Referring expression pointing data

==*==

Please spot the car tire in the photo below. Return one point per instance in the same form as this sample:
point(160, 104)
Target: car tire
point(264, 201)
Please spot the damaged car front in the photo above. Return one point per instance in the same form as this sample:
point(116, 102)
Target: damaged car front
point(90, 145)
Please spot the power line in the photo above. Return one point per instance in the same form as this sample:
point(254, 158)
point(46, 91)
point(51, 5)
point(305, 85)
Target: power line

==*==

What you have to do
Please copy out the records exactly as they appear.

Exercise solution
Please spot the car tire in the photo below. Return one point per instance in the same form as this sample:
point(160, 104)
Target: car tire
point(264, 201)
Please spot the damaged car front in the photo above. Return one point per instance in the same form as this sample:
point(116, 102)
Target: damaged car front
point(90, 145)
Please spot the power line in the photo above. Return one point per instance in the same form as this sample:
point(254, 158)
point(46, 91)
point(51, 5)
point(305, 85)
Target: power line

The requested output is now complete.